Online Course Discussion Forum
MCII-B Number Theory 5.16
I did guess and check for 5.15 and got the right answer, but I don't think that's how you're supposed to solve it, right? How would I ACTUALLY solve 5.15 and 5.16?
Depending on your point of view there is a little guessing and checking involved. However, this should be with N, not with N^2.
For example, in 5.15, for $N^2\equiv 1\pmod{3}$, we can check 0, 1, and 2 mod 3 to see that only 1 and 2 work. Hence, in 5.15 we want to look for the smallest $N\geq 500$ such that $N$ is either 1 or 2 mod 3.
For 5.16 we can do something similar. Start by asking the question, if $N^2 \equiv 1 \pmod{9}$, what is $N \pmod{9}$? Note the worst case here is we check 0, 1, 2, .up to 8, to see which ones work. Then once this question is answered we proceed similarly to 5.15.
I have another question: for 5.22, how would I solve it? I know that it's going to be a similar strategy to Example 5.2, but I'm sort of stuck...
You're correct that 5.22 is similar to 5.2. I also wouldn't stress too much about this proof, but the idea is important.

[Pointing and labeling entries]
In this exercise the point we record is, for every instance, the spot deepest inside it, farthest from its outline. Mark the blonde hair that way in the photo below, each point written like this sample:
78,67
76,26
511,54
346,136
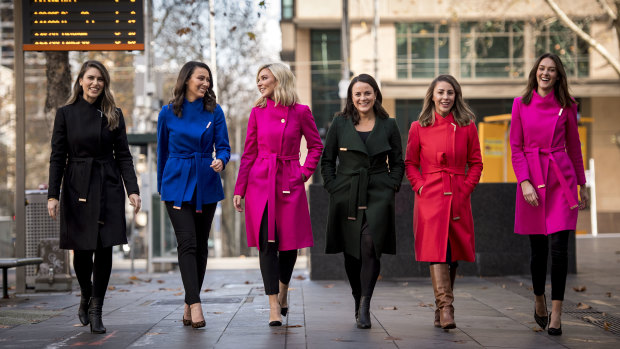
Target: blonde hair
284,93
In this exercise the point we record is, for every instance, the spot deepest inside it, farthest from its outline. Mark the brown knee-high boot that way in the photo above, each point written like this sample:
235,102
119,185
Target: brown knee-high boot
440,276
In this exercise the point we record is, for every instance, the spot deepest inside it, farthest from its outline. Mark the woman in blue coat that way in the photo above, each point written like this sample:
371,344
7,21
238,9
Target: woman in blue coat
189,130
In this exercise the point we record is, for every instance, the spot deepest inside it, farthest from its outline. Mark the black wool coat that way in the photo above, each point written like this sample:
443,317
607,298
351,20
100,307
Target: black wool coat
364,180
92,163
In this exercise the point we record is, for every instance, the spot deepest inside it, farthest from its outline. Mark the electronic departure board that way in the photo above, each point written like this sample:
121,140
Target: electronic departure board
83,25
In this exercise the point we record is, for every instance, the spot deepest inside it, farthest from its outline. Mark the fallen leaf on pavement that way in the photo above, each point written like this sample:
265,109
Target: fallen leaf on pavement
583,306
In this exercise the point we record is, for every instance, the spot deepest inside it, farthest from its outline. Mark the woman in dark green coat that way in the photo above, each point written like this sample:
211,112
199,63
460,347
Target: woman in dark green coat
366,143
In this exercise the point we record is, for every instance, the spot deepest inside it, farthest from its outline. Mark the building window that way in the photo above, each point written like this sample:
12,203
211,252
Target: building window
422,50
492,49
288,10
555,38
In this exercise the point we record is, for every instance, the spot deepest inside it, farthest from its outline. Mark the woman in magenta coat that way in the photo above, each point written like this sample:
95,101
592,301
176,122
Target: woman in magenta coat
443,164
271,180
546,157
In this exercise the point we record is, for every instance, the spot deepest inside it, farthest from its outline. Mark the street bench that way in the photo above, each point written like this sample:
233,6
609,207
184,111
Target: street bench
6,263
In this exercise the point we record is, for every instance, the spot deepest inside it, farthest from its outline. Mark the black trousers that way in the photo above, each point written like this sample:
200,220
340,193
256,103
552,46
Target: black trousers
539,245
364,272
99,269
192,231
274,265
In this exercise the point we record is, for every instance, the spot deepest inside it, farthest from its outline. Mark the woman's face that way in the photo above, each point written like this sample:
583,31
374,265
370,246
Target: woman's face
363,96
266,83
198,84
443,97
546,75
92,83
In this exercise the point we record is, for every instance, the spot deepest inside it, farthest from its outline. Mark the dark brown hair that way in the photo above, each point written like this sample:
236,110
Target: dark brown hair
560,89
350,111
178,94
463,115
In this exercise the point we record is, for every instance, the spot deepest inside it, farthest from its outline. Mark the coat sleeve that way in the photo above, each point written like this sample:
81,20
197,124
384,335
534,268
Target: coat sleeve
250,153
123,157
313,141
412,158
162,146
58,157
573,144
395,156
221,143
474,158
330,154
519,162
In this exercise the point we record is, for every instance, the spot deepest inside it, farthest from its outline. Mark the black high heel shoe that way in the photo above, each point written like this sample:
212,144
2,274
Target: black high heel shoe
542,321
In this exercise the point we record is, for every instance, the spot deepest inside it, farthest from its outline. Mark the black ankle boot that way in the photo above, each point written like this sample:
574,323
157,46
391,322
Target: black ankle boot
357,297
363,320
94,315
83,309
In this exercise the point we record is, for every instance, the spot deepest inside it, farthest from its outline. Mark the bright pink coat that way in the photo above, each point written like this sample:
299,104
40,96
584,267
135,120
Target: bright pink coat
444,158
270,173
546,151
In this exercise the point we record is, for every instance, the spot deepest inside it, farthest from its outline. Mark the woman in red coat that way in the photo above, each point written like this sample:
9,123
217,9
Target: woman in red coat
443,164
271,180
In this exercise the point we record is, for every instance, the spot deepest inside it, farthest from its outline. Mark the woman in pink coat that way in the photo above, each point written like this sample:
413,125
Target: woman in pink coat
271,180
546,156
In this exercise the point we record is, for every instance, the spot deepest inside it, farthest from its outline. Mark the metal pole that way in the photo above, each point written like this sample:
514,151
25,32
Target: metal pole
20,147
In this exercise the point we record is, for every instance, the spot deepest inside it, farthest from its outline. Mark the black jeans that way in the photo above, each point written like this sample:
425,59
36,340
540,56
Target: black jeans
274,265
192,231
99,269
559,263
364,272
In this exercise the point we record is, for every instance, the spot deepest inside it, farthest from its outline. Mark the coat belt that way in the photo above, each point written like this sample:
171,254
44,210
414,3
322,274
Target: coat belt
538,174
358,192
447,179
200,175
273,160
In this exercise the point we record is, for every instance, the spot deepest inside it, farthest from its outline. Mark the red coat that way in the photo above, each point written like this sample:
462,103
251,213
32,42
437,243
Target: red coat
444,158
270,172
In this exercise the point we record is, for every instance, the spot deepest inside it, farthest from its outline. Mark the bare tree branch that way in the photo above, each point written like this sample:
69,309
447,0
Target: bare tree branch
593,43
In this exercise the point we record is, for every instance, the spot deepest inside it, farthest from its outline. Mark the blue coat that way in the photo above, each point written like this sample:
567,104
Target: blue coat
185,150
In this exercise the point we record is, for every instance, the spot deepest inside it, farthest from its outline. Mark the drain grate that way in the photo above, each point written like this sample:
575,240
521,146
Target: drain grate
597,318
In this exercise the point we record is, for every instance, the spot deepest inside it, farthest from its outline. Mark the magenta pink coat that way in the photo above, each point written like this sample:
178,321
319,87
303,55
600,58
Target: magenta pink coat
546,151
270,173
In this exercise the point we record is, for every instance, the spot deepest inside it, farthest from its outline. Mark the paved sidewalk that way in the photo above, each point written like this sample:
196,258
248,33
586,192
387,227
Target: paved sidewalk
146,310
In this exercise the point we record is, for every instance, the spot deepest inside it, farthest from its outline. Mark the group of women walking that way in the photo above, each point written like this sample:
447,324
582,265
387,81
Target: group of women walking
362,168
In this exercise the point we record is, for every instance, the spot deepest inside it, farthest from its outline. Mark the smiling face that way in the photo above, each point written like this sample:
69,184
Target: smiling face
266,83
363,96
92,84
546,76
198,84
443,97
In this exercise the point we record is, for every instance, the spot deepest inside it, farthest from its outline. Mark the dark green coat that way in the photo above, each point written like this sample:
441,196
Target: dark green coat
365,180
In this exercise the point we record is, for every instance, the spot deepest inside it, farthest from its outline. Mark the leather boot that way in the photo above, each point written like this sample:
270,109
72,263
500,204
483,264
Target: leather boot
440,276
363,319
83,309
94,315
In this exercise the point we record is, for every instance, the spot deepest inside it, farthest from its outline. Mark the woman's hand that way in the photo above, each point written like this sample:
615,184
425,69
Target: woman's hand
238,203
136,202
53,208
529,193
585,198
217,165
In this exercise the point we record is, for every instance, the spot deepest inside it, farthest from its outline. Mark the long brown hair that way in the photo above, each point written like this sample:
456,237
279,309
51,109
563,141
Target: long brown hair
178,94
560,89
350,111
108,106
463,115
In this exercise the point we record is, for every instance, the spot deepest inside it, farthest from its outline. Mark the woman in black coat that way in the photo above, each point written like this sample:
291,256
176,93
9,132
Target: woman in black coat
90,151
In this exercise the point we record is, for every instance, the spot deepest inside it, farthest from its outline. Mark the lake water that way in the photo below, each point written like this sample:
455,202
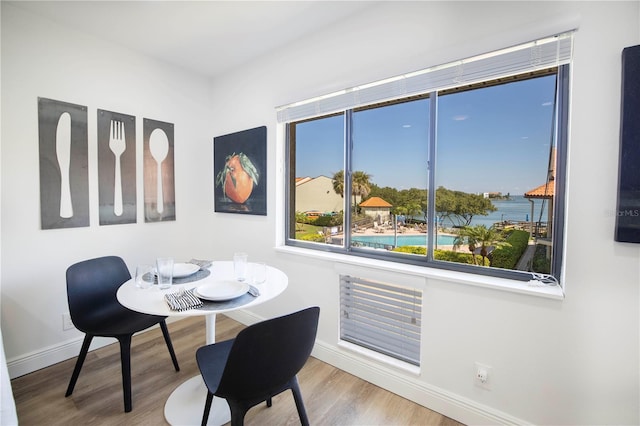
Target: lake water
403,240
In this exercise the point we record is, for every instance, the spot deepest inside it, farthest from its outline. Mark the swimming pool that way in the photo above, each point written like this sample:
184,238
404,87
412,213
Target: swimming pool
403,240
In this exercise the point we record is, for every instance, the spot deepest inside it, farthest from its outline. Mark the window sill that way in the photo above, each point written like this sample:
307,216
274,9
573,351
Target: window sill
531,288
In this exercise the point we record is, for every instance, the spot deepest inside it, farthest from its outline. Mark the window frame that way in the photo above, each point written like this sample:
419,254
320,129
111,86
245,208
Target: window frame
561,129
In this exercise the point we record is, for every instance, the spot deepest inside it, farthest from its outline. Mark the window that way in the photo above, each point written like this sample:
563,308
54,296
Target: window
463,170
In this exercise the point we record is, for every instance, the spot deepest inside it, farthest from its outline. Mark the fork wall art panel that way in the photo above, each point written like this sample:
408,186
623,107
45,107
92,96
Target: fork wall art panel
64,181
240,172
159,181
116,134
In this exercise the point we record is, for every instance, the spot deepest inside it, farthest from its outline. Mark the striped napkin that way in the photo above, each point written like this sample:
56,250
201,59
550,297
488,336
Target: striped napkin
182,300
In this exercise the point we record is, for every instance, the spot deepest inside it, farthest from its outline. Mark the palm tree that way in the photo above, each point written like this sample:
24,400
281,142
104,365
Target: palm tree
479,236
360,184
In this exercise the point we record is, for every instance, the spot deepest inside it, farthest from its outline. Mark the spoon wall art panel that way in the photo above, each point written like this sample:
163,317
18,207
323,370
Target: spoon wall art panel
64,182
159,181
116,135
240,172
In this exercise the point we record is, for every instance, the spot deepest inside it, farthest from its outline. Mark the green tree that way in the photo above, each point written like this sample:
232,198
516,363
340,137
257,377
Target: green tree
479,236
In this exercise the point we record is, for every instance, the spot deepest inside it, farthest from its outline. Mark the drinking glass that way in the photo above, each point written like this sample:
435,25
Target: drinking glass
259,272
164,266
240,266
144,276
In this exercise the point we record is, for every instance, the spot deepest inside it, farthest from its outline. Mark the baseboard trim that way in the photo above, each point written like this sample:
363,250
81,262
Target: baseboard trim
54,354
440,400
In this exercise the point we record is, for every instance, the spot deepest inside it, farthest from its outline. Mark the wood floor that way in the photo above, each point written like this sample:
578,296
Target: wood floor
332,397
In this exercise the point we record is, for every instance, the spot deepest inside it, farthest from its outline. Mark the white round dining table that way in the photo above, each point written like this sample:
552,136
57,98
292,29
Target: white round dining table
185,405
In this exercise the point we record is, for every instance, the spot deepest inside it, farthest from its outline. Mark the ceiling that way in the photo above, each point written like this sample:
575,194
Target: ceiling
206,37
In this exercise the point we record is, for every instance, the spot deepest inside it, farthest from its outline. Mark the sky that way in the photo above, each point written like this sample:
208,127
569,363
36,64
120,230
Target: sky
495,139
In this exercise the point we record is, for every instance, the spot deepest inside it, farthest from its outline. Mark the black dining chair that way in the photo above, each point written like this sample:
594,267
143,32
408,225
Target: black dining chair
95,310
261,362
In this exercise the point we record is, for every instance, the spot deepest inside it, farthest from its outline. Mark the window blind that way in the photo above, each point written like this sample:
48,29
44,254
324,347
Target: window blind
533,56
381,317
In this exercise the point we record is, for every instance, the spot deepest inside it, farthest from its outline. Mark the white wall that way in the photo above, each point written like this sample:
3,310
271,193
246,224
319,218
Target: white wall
574,361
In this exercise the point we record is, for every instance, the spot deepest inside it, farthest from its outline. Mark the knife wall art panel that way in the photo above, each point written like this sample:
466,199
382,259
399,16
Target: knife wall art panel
159,181
64,180
116,167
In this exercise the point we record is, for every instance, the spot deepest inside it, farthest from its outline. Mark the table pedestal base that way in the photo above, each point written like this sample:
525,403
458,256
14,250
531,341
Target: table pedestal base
186,405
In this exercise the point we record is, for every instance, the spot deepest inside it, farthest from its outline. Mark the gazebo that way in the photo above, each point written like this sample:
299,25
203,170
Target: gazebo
543,192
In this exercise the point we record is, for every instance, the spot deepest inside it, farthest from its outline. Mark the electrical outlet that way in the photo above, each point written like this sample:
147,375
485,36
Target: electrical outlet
483,375
66,321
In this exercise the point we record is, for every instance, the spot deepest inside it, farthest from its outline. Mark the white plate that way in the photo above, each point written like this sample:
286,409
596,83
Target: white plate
222,290
181,270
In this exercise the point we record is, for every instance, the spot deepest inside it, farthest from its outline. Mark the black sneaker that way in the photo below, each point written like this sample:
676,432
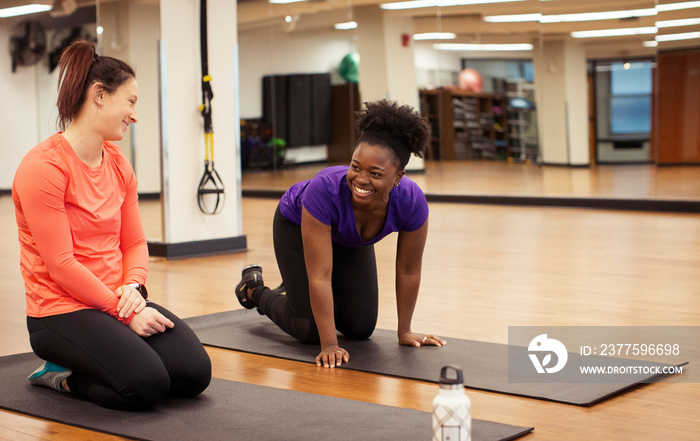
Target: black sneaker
251,277
50,375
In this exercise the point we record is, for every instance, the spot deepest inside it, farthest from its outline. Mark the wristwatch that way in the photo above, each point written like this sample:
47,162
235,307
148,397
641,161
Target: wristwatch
141,289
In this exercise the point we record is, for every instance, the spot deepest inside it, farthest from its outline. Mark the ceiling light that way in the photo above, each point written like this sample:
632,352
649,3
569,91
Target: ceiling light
614,32
566,18
482,47
442,3
435,36
674,37
594,16
23,10
512,18
679,22
345,26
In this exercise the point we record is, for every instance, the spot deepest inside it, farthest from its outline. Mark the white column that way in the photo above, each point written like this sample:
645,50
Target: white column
387,67
562,106
186,230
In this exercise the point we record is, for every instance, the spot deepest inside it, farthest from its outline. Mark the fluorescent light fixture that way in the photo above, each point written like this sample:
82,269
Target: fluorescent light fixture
566,18
435,36
594,16
674,37
23,10
614,32
415,4
345,26
678,6
679,22
482,47
512,18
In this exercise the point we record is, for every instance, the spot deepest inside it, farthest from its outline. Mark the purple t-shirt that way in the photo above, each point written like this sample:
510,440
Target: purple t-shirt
328,198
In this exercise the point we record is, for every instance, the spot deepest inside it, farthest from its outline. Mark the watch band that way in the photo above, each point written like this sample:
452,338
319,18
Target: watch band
141,289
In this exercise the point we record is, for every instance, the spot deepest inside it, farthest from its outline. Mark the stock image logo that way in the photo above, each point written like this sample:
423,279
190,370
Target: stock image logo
540,345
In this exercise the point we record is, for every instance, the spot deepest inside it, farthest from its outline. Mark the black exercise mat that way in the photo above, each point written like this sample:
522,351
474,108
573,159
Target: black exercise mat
485,365
230,410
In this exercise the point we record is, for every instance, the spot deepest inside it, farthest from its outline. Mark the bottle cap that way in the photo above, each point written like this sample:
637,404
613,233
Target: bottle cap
448,381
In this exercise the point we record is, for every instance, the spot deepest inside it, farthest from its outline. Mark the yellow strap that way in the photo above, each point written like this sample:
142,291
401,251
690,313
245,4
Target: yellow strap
209,146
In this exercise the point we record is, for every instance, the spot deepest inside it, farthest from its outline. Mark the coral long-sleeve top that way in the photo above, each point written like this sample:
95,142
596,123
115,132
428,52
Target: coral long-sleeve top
79,229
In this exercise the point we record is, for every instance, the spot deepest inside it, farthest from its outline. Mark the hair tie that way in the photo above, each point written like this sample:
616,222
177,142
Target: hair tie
395,143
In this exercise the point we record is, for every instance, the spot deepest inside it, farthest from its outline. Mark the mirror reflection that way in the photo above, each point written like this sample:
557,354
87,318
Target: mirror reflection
487,138
598,106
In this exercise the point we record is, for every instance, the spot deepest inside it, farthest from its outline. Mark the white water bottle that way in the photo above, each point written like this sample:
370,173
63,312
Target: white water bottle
452,419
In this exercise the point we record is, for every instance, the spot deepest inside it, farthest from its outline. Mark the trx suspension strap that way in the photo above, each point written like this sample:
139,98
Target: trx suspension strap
211,188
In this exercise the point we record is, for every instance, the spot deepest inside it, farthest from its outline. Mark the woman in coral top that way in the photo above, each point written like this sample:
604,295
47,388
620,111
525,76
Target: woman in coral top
84,257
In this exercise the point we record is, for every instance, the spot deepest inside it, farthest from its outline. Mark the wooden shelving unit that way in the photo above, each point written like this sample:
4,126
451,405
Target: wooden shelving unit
466,125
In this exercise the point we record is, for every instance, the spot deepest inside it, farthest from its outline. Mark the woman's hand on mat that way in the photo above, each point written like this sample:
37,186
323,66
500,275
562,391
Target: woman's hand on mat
332,356
413,339
150,322
130,301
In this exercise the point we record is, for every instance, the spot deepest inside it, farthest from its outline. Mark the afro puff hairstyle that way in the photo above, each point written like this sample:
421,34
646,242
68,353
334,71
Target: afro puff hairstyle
402,121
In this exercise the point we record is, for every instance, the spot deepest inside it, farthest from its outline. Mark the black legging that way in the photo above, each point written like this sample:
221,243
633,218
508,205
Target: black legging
116,368
354,284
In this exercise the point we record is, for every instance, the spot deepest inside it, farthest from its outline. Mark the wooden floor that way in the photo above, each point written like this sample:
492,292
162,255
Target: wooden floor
485,268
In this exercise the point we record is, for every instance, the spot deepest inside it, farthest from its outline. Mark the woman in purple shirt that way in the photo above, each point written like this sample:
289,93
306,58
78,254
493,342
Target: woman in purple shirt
324,233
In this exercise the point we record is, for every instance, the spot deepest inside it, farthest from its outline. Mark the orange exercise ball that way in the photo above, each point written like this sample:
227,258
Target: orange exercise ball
471,81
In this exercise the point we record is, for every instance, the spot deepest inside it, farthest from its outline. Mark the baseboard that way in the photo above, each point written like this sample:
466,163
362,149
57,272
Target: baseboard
199,248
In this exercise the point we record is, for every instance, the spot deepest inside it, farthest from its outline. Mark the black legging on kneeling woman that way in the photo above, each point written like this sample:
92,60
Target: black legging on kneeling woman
115,367
354,284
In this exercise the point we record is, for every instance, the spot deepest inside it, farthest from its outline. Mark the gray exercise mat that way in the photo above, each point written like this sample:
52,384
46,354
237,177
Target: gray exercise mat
230,410
485,365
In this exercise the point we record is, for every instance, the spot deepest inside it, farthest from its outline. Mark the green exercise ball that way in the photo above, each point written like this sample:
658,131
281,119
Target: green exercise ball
349,67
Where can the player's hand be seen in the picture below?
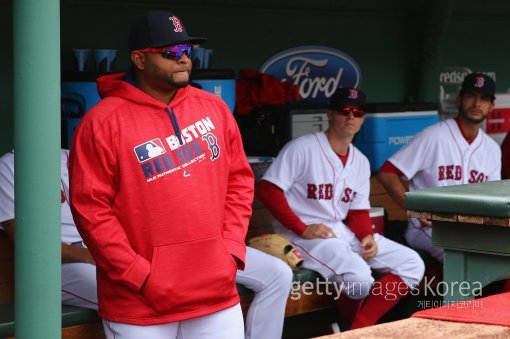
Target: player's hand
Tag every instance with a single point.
(87, 258)
(425, 222)
(318, 231)
(369, 247)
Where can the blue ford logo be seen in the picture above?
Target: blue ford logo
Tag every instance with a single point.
(318, 71)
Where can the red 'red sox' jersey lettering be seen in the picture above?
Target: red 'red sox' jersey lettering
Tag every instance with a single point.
(349, 195)
(475, 176)
(320, 192)
(449, 172)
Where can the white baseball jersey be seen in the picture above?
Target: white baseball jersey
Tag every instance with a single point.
(440, 156)
(317, 186)
(69, 232)
(320, 189)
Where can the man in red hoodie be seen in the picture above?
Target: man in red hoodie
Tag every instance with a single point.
(161, 193)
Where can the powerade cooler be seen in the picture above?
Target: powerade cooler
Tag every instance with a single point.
(388, 127)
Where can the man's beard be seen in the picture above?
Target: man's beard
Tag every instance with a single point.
(466, 116)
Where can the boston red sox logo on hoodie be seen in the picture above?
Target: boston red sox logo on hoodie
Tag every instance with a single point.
(158, 159)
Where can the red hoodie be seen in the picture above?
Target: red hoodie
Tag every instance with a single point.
(163, 221)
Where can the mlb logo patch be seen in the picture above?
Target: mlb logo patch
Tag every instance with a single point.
(353, 94)
(149, 150)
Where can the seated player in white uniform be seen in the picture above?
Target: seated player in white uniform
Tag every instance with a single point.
(318, 189)
(451, 152)
(78, 267)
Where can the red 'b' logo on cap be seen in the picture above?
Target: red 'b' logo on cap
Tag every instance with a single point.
(479, 82)
(353, 94)
(177, 23)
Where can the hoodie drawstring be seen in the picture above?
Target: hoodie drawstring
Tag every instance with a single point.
(175, 124)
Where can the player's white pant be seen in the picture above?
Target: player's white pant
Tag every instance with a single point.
(271, 279)
(224, 324)
(420, 237)
(338, 260)
(79, 287)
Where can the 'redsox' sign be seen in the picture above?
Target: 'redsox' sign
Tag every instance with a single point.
(318, 71)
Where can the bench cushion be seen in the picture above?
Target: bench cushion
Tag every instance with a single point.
(301, 276)
(71, 316)
(484, 199)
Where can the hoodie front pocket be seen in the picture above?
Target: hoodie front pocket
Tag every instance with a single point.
(190, 275)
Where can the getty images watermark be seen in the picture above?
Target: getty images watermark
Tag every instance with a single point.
(391, 290)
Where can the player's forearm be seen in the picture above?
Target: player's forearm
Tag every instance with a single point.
(274, 199)
(394, 186)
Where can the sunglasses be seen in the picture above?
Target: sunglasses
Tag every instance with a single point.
(356, 112)
(171, 52)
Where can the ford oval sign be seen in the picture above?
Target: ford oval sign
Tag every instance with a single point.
(318, 71)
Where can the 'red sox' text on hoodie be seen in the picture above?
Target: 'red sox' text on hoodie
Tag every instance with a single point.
(162, 198)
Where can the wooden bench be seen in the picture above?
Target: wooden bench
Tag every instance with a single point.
(83, 323)
(77, 322)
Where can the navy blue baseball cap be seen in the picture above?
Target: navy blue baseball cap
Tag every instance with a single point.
(348, 95)
(159, 29)
(478, 82)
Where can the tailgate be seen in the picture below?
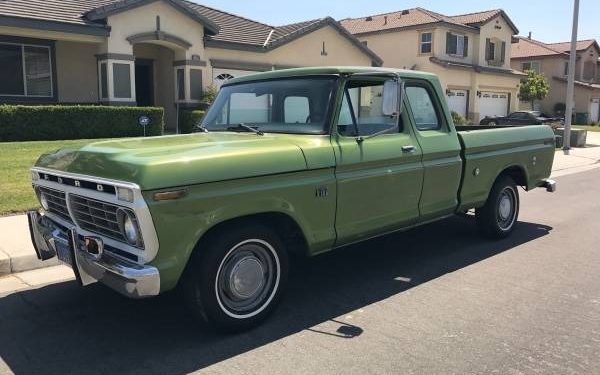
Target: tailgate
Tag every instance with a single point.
(489, 152)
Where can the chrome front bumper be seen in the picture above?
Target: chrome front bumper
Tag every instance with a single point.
(130, 279)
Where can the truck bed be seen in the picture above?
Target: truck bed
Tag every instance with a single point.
(489, 150)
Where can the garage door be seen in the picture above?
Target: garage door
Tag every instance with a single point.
(595, 111)
(457, 101)
(493, 104)
(221, 76)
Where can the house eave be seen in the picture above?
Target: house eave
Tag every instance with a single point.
(36, 24)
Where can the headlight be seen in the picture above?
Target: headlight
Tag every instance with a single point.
(44, 201)
(124, 194)
(129, 227)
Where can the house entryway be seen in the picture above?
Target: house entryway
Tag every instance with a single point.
(144, 82)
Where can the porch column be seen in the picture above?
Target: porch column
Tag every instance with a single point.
(116, 75)
(188, 82)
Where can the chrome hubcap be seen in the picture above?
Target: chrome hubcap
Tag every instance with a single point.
(247, 279)
(505, 207)
(507, 211)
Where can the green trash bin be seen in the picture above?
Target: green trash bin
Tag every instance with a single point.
(581, 118)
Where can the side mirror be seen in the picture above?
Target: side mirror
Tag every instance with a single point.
(392, 97)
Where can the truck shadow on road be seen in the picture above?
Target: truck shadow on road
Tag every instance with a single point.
(62, 328)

What is expected |
Copy the entire number theory forum thread above, word for word.

Task output |
Online Course Discussion Forum
MCII-B Number Theory 5.16
I did guess and check for 5.15 and got the right answer, but I don't think that's how you're supposed to solve it, right? How would I ACTUALLY solve 5.15 and 5.16?
Depending on your point of view there is a little guessing and checking involved. However, this should be with N, not with N^2.
For example, in 5.15, for $N^2\equiv 1\pmod{3}$, we can check 0, 1, and 2 mod 3 to see that only 1 and 2 work. Hence, in 5.15 we want to look for the smallest $N\geq 500$ such that $N$ is either 1 or 2 mod 3.
For 5.16 we can do something similar. Start by asking the question, if $N^2 \equiv 1 \pmod{9}$, what is $N \pmod{9}$? Note the worst case here is we check 0, 1, 2, .up to 8, to see which ones work. Then once this question is answered we proceed similarly to 5.15.
I have another question: for 5.22, how would I solve it? I know that it's going to be a similar strategy to Example 5.2, but I'm sort of stuck...
You're correct that 5.22 is similar to 5.2. I also wouldn't stress too much about this proof, but the idea is important.